▸ Task requirements:
Write out the listing again, from its first line through the line that contains "x=323, y=214", and add 101 to every coordinate in the answers. Leave the pictures out and keep all other text, including the sample coordinates, unchanged.

─── Working data

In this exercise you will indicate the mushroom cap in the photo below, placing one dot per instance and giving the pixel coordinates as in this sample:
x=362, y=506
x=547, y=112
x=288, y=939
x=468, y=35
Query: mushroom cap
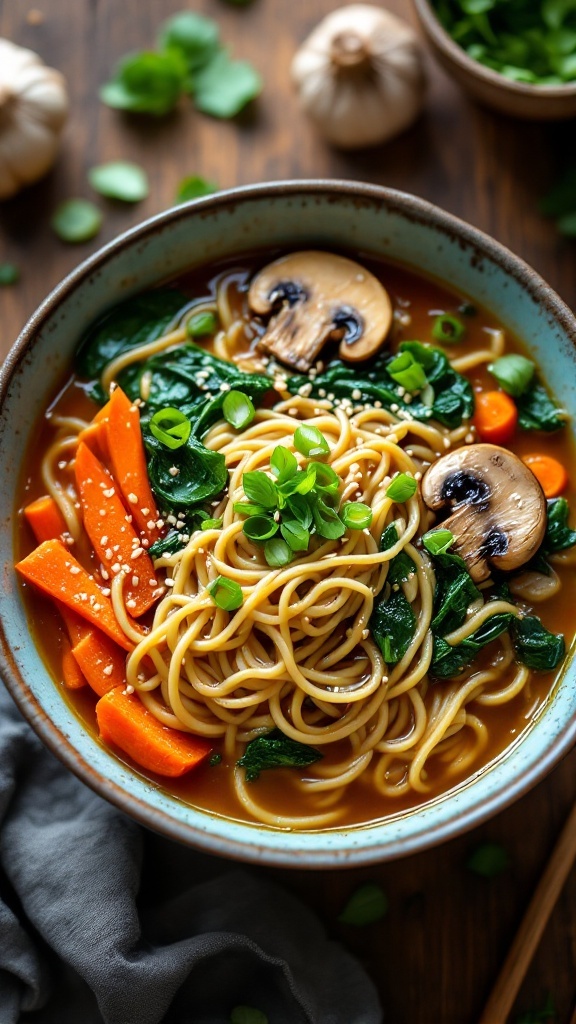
x=321, y=296
x=499, y=509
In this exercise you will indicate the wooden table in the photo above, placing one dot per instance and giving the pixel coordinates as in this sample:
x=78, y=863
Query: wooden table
x=438, y=951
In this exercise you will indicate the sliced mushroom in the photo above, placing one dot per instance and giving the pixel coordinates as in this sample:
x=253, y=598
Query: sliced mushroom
x=499, y=509
x=316, y=296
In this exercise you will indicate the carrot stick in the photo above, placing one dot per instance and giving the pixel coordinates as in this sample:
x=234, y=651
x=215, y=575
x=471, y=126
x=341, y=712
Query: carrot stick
x=114, y=539
x=495, y=417
x=101, y=662
x=45, y=519
x=57, y=573
x=548, y=471
x=128, y=463
x=124, y=721
x=73, y=678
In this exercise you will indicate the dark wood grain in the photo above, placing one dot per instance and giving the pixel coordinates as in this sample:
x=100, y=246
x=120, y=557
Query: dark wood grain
x=437, y=953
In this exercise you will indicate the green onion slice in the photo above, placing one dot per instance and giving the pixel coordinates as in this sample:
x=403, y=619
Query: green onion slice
x=513, y=373
x=171, y=427
x=402, y=487
x=238, y=410
x=356, y=515
x=310, y=441
x=448, y=329
x=227, y=594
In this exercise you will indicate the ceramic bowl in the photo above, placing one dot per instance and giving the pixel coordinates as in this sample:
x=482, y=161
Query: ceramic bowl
x=534, y=102
x=323, y=214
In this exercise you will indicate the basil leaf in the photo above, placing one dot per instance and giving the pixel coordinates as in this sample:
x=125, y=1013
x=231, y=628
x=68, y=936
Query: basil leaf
x=535, y=646
x=368, y=904
x=276, y=751
x=76, y=220
x=147, y=83
x=120, y=180
x=194, y=187
x=224, y=86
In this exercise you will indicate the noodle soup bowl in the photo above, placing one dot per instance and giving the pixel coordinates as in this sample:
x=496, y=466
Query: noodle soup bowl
x=283, y=215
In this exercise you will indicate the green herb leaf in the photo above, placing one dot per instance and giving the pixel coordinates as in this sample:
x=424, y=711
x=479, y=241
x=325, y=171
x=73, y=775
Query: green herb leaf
x=121, y=180
x=489, y=860
x=277, y=553
x=195, y=187
x=438, y=541
x=310, y=441
x=238, y=410
x=9, y=273
x=223, y=86
x=356, y=515
x=171, y=427
x=259, y=488
x=402, y=487
x=76, y=220
x=225, y=593
x=513, y=373
x=247, y=1015
x=195, y=37
x=368, y=904
x=147, y=83
x=276, y=751
x=448, y=329
x=535, y=646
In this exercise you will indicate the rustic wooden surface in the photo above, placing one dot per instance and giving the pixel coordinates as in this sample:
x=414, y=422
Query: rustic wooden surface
x=438, y=951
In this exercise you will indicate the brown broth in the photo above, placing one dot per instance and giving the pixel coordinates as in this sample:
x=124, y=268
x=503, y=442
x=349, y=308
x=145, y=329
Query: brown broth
x=210, y=787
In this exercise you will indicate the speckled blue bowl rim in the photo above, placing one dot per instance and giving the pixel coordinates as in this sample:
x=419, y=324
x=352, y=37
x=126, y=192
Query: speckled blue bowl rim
x=334, y=848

──────

▸ Task output:
In this exercise you will indicate the mushroom cap in the photo below, placing one dot per instance and giving the pixel coordinates as in this sample:
x=362, y=506
x=547, y=112
x=288, y=939
x=468, y=35
Query: mushroom cap
x=422, y=397
x=600, y=610
In this exercise you will indicate the wooden table in the photo above, placing one dot per instance and giving the pixel coordinates as in this sample:
x=78, y=863
Query: wooden table
x=539, y=1052
In this exercise you will indicate the sliced mushroom in the photo above, placing one dot per instance and giving the pixel coordinates as in this sample:
x=253, y=598
Query: sliced mushroom
x=600, y=610
x=417, y=397
In this exercise you will indicate the carrot stick in the photo above, placing one dot per instance and giving the pixel coordinates as in this sample:
x=234, y=651
x=215, y=575
x=471, y=126
x=341, y=712
Query: carrot stick
x=215, y=640
x=596, y=518
x=202, y=763
x=146, y=620
x=158, y=674
x=649, y=572
x=229, y=564
x=225, y=822
x=174, y=779
In this exercise you will indicate the dark wood grain in the photo above, placing one dot per instance and giving the pixel coordinates as in this sample:
x=100, y=246
x=120, y=557
Query: dark wood grain
x=538, y=1054
In this exercise you will indicate the green onion slice in the photo above, placing one dot per instance and giving the pixel coordinates as in this sample:
x=403, y=619
Query: green onion slice
x=614, y=474
x=272, y=528
x=503, y=588
x=339, y=511
x=457, y=616
x=411, y=542
x=549, y=430
x=328, y=695
In this exercise you will indicate the ceramic bowl in the photo above, placing one dot per instance and giving the pixel coordinates as in this sample:
x=482, y=161
Query: ceramic bowl
x=635, y=203
x=424, y=315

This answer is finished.